▸ **EXERCISE DETAILS**: Copy word for word the part of the records below that opens with the line containing "Tag the navy" and closes with the line containing "[[318, 139]]", including both of those lines.

— Start of TASK INPUT —

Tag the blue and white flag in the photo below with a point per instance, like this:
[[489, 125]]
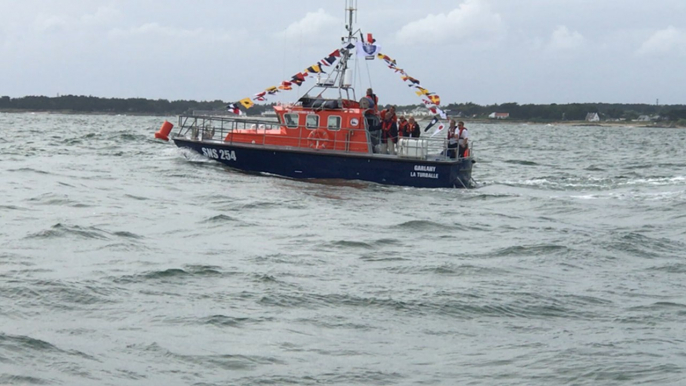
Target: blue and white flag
[[368, 50]]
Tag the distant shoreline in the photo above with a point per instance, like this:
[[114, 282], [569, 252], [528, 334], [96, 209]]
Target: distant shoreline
[[466, 120]]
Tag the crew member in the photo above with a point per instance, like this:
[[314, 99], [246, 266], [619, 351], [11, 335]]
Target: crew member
[[413, 127], [371, 116], [463, 138], [403, 127], [452, 140], [389, 130]]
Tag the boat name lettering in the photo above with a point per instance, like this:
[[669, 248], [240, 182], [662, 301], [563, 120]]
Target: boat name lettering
[[228, 155], [423, 175], [423, 168]]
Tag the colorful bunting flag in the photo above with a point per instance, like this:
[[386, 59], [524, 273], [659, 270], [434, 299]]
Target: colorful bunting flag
[[433, 122], [285, 86], [315, 69], [233, 108], [246, 102]]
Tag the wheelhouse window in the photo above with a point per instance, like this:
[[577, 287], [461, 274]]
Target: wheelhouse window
[[291, 120], [334, 123], [312, 121]]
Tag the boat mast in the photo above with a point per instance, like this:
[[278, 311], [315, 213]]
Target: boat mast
[[350, 8]]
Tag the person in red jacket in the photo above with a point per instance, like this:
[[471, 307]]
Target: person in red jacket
[[413, 127], [389, 130], [403, 128]]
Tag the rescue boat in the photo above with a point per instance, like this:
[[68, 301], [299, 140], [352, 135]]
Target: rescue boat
[[323, 135]]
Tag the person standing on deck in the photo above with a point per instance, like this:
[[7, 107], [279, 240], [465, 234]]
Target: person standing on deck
[[371, 116], [389, 130], [463, 138], [452, 140], [413, 128], [403, 128]]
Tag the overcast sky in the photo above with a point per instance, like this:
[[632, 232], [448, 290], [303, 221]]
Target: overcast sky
[[481, 51]]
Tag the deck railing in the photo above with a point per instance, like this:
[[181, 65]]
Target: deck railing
[[233, 129]]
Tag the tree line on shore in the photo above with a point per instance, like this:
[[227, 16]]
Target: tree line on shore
[[528, 112]]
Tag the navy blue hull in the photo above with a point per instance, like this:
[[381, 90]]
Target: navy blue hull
[[304, 163]]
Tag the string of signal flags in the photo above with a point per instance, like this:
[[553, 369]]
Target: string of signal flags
[[365, 49]]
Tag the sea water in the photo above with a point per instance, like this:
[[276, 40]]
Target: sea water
[[126, 261]]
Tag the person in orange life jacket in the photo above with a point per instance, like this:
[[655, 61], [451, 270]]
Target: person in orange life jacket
[[389, 130], [452, 140], [463, 138], [371, 116], [413, 128], [403, 127]]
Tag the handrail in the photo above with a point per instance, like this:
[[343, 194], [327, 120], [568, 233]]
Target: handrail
[[226, 129]]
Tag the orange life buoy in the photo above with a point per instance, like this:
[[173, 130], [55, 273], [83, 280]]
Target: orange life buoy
[[318, 139]]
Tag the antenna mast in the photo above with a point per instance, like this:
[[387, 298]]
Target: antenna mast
[[350, 8]]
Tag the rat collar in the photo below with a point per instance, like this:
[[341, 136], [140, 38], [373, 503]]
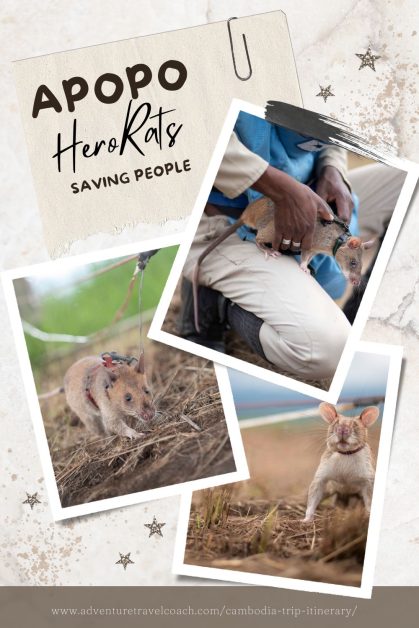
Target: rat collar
[[343, 237], [109, 360], [352, 451]]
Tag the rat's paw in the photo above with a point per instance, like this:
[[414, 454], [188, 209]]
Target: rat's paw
[[267, 251], [130, 433]]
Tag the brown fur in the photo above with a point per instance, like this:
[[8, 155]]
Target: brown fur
[[89, 382], [259, 216], [347, 466]]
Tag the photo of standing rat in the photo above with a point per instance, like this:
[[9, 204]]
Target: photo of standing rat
[[105, 391], [330, 238], [347, 466]]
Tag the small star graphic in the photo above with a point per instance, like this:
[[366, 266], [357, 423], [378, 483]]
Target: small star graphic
[[124, 560], [31, 500], [368, 59], [155, 528], [325, 92]]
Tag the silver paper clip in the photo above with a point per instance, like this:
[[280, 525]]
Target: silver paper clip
[[241, 78]]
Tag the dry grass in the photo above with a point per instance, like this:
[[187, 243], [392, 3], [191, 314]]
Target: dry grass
[[268, 537], [171, 452], [236, 347]]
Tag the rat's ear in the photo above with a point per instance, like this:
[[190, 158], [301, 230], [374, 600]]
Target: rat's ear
[[328, 412], [369, 415], [368, 245], [140, 364], [353, 242]]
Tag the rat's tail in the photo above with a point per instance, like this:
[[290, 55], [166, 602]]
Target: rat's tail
[[195, 281], [52, 393]]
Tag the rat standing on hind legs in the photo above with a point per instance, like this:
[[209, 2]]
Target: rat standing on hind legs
[[346, 467]]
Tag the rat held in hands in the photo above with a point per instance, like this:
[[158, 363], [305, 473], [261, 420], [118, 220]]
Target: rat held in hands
[[346, 467], [330, 238], [103, 393]]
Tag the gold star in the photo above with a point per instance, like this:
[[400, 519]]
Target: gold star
[[31, 500], [325, 92], [124, 560], [155, 528], [367, 59]]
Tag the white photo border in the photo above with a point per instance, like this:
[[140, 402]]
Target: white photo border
[[58, 512], [179, 567], [331, 395]]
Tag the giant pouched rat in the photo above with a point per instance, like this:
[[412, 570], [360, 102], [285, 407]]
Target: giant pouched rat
[[330, 237], [103, 392], [346, 467]]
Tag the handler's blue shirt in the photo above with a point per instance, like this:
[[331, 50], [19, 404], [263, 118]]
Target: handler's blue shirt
[[296, 155]]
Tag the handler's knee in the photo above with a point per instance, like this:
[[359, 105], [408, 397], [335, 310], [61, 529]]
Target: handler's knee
[[313, 353]]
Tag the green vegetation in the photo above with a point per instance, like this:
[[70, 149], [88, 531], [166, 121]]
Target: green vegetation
[[84, 307]]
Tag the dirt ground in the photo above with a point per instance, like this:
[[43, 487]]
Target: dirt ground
[[171, 452], [255, 526]]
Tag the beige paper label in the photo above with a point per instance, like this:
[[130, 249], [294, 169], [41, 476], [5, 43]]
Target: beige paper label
[[122, 133]]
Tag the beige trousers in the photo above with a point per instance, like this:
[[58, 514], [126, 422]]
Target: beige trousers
[[304, 331]]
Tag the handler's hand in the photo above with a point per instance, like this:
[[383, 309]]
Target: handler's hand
[[297, 209], [331, 187]]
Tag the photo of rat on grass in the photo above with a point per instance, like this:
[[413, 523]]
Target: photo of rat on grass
[[346, 467], [141, 417], [105, 391]]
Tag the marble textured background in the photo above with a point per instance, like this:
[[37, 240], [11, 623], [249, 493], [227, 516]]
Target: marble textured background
[[381, 105]]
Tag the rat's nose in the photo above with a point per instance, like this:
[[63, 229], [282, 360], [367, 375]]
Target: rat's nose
[[343, 431], [148, 413]]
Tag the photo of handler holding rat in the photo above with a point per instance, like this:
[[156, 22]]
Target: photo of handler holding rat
[[288, 317]]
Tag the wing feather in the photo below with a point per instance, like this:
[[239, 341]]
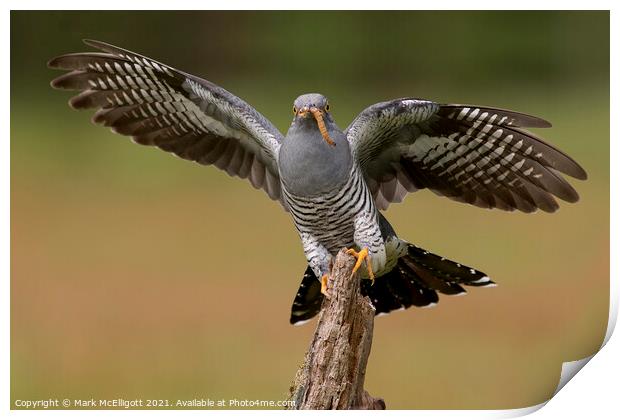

— End of TASK INPUT —

▸ **ANSWER BELOW**:
Tag the navy blue hull in the photo above with a point per instance, like this:
[[381, 90]]
Target: navy blue hull
[[304, 163]]
Tag the string of signal flags in the photo above with a point per instance, like this:
[[553, 369]]
Target: string of signal flags
[[365, 49]]
Tag the sea water in the photo above with a point per instance, like this:
[[276, 40]]
Target: sea water
[[126, 261]]
Tag the person in orange life jacket in the photo above with a point per instance, like this:
[[655, 61], [451, 270]]
Target: person in orange life jacket
[[389, 130], [452, 140], [463, 138], [371, 116], [413, 128], [403, 127]]
Tag the handrail in the photo above with a point per instance, like this:
[[343, 194], [327, 120], [568, 233]]
Target: handrail
[[226, 129]]
Tag the orange life buoy in the photo above with a point per instance, like this:
[[173, 130], [55, 273], [83, 280]]
Target: orange life buoy
[[318, 139]]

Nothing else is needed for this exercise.